Segment Start: GIVEN INFORMATION
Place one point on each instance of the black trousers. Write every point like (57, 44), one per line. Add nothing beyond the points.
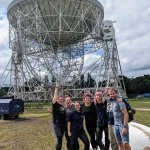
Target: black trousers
(59, 132)
(99, 136)
(92, 133)
(68, 139)
(82, 135)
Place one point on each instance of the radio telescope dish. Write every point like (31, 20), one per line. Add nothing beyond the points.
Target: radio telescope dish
(51, 35)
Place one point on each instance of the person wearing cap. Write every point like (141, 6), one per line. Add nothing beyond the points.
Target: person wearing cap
(102, 121)
(88, 108)
(59, 118)
(76, 128)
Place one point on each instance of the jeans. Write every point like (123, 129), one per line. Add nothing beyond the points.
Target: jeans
(119, 136)
(92, 132)
(112, 138)
(99, 136)
(82, 135)
(59, 131)
(68, 139)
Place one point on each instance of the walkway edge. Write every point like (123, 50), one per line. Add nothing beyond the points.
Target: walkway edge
(139, 126)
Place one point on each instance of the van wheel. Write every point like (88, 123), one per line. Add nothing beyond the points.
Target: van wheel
(16, 116)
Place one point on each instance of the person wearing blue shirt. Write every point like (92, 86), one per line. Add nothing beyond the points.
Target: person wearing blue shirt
(120, 114)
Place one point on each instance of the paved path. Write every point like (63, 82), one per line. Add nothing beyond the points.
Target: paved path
(144, 109)
(139, 137)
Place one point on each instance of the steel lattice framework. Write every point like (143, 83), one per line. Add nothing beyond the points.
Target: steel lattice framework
(49, 41)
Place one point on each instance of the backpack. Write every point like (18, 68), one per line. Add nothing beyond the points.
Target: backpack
(131, 111)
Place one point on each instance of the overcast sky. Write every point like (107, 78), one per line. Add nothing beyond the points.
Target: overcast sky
(132, 34)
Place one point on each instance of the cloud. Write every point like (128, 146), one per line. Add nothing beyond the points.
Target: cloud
(132, 34)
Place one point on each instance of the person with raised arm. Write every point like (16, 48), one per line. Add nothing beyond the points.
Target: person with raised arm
(89, 110)
(76, 129)
(120, 114)
(59, 117)
(102, 121)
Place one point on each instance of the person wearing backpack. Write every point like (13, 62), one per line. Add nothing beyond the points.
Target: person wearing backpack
(120, 114)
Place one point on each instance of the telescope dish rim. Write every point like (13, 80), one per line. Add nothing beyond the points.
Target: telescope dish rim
(15, 2)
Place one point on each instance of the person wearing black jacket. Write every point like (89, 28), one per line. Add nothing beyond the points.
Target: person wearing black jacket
(69, 107)
(89, 111)
(76, 129)
(59, 118)
(102, 121)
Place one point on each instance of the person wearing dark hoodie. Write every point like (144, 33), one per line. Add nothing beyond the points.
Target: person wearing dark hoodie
(76, 128)
(102, 121)
(69, 107)
(113, 142)
(59, 117)
(89, 111)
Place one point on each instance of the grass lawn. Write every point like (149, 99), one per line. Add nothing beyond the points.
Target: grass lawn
(142, 117)
(33, 130)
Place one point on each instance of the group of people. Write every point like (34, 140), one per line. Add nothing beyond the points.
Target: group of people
Segment End: GIVEN INFORMATION
### WORK TASK
Exact repetition of the data is needed, with no images retained.

### EXPECTED OUTPUT
Place one point on each instance of the black trousers. Write every point like (57, 44), one per line. Add nothing beyond the points.
Target: black trousers
(59, 132)
(99, 136)
(92, 133)
(68, 139)
(82, 135)
Place one point on each instance of the radio telescope dish. Write every point like (31, 20), one per line. Add nothing beyond the points.
Target: radio telescope dish
(51, 35)
Place one point on each instance of the person wearing cap. Write every point like (141, 6), one per line. Add nothing beyond the points.
Target: person wearing cap
(102, 121)
(88, 108)
(59, 118)
(76, 128)
Place one point on each instance of the jeans. Write every point like (123, 129), one per line. Add nothing beyond the points.
Target: jeans
(119, 136)
(92, 132)
(112, 138)
(99, 136)
(82, 135)
(59, 131)
(68, 139)
Place one point on each instance of the walkway edge. Write every point like (123, 50), one per line. Add nothing beyond the points.
Target: walkway edge
(139, 126)
Place one point on each instance of the van wheel. Write every point like (88, 123), one per line. Add nothing beyond the points.
Target: van wheel
(16, 116)
Place one point on each instance of the person wearing blue shirt. Write every point like (92, 86), one per line. Add nothing beyond the points.
Target: person wearing blue shirt
(120, 114)
Place one point on each instance of the paved path. Write every point like (63, 82), one per line. Add nothing beyond the points.
Target: paved path
(144, 109)
(139, 137)
Place one point on each instance of the steel lattice framework. Write every point like (143, 83), one per line. Add nothing beyond the points.
Target: steel lattice framework
(49, 41)
Place one point on each instance of the backpack. Write every point like (18, 68), one per line. Add nothing beyond the points.
Target: backpack
(131, 111)
Place one point on each instance of the overcast sky. Write every point like (107, 78), one per line. Add nothing beyond the points.
Target: overcast sky
(132, 34)
Place one point on each instance of the cloud. Write every point like (128, 146), one per line. Add nothing beyond the points.
Target: cloud
(132, 34)
Place one point on each instance of the person with raised arm. Write every point like (16, 48), one per line. Add nothing beyond the points.
Target: person with raised arm
(89, 110)
(76, 129)
(120, 114)
(59, 117)
(102, 121)
Place one point on each instance of the person wearing backpack. Write every point like (13, 62), one per line. Add nothing beyond the points.
Target: person wearing backpack
(120, 114)
Place one point on each instance of the telescope dish rim. Write every point like (13, 80), one per line. Add nothing beyond the points.
Target: telescope dish rim
(15, 2)
Place one point on each instance of the person wearing black jacket. Write every point like (89, 28), one per line. Add nothing beyond the points.
Target: person wearing black jacket
(69, 107)
(89, 111)
(76, 129)
(59, 118)
(102, 121)
Place one point on each instance of the person wearing dark hoodie. Write every point like (144, 33), one per line. Add nothing beyond the points.
Target: person wearing dark hoodie
(76, 128)
(102, 121)
(69, 107)
(113, 142)
(59, 117)
(89, 111)
Place one point on each instance of the grass lawn. Write every point like (149, 99), one per line. Add nothing beyond the points.
Target: grass lawn
(142, 117)
(33, 130)
Place one point on each instance of the group of people. Write every point like (34, 140), one per line. Add nothing beyond the points.
Target: group of people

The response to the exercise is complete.